An exact reproduction of the data below is the required answer.

════════════════════

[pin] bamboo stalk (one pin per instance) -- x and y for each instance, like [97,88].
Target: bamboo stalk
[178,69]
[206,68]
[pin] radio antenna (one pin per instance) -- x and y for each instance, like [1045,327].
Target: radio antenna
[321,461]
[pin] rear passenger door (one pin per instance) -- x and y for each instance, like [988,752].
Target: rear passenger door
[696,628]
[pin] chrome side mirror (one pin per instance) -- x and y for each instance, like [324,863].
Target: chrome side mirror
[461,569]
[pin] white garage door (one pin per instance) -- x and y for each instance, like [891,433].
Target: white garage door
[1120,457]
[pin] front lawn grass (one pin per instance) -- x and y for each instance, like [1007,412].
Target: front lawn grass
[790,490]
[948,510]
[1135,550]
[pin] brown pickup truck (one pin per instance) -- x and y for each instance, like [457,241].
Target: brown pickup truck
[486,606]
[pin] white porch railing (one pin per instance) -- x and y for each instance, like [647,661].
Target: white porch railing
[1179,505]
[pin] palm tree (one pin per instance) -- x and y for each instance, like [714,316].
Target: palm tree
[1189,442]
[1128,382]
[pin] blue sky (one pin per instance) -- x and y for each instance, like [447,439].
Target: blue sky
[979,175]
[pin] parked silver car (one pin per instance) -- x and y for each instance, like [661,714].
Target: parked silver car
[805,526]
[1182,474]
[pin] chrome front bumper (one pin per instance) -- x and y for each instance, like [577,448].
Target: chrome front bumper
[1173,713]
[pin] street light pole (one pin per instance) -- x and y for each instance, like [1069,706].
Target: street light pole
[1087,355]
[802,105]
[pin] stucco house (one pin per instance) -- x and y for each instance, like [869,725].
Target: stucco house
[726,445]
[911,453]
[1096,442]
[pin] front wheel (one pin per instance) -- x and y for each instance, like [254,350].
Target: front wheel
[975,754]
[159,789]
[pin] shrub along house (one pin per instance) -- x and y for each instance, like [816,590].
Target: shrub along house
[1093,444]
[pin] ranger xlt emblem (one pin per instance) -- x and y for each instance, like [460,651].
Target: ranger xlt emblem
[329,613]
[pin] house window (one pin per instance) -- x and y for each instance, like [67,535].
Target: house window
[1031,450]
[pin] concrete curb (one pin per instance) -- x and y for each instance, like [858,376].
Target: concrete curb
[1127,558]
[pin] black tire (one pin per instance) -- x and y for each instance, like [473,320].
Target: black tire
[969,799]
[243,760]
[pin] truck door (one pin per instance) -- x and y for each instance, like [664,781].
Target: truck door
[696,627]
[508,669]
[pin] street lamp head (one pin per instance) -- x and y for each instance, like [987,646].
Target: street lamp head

════════════════════

→ **Solved exercise**:
[pin] bamboo stalk (one pin per instance) -- x and y for each instance, like [97,88].
Target: bamboo stalk
[178,69]
[206,68]
[pin] radio antenna (one pin per instance) -- x and y for each instance, like [1045,327].
Target: radio antenna
[321,461]
[pin] rear passenger door (one pin per instance) -- x and y for each instance, like [988,752].
Target: rear passenger door
[696,628]
[pin] chrome side mirror (one pin per instance) -- x and y for each instance, like [324,863].
Target: chrome side mirror
[461,569]
[pin] white garage door (one pin per instance) -- x and y for each instance, like [891,433].
Target: white garage door
[1120,457]
[pin] front lawn grass (one pin per instance) -- x and y for each instance, like [1007,412].
Target: front lawn grass
[790,490]
[948,510]
[1135,550]
[pin] brown pickup truck (one pin per instance) -- x and y for each instance, like [457,241].
Target: brown pickup truck
[486,606]
[pin] white porch railing (one pin per instance) -- x and y for each instance, like [647,661].
Target: white porch railing
[1179,505]
[pin] palm tree (one pin per instance) -- x and y for each instance, like [714,316].
Target: palm tree
[1189,442]
[1128,382]
[pin] blue sky (one pin per instance) -- x and y for each instance, like [447,439].
Target: blue sky
[979,175]
[pin] parked silver car (one pin per instance) -- x and y for each instance, like [661,714].
Target: parked silver car
[805,526]
[1182,474]
[pin] chrome front bumper (one pin per instance) -- x and y for each instance, like [577,448].
Target: chrome front bumper
[1173,713]
[pin] street light pole (one pin per instance) -- x and y for each instance, like [1069,706].
Target: street light pole
[1087,355]
[802,105]
[pin] stucco house (one pin per instance) -- x and y for each instance, like [869,725].
Target: stucco house
[726,445]
[911,453]
[1096,442]
[pin] front wheel (one pin per instance) -- x and y for each instance, like [254,350].
Target: front wheel
[975,754]
[159,789]
[pin] shrub along house (one pin per instance) -- x and y for each instance, like [816,590].
Target: shrub along house
[1093,444]
[pin] ranger xlt emblem (one pin per instance) -- x and y for each instance, like [460,651].
Target: ranger xlt emblem
[329,613]
[pin] house window (one pin per instance) -- x and y for each instance, like [67,535].
Target: house window
[1031,450]
[pin] concrete curb (one pin per instance) -- x and y for each instance, like [858,376].
Target: concrete curb
[1127,558]
[pin] black tire (one pin per instance) -- x and y for each instance, like [473,320].
Target: black tire
[969,799]
[243,760]
[pin] truck door (one pin per instance) -- x and y for each instance, like [664,781].
Target: truck door
[696,627]
[508,669]
[pin] street lamp head (one pin per instance) -- x and y for each instance, like [987,646].
Target: street lamp head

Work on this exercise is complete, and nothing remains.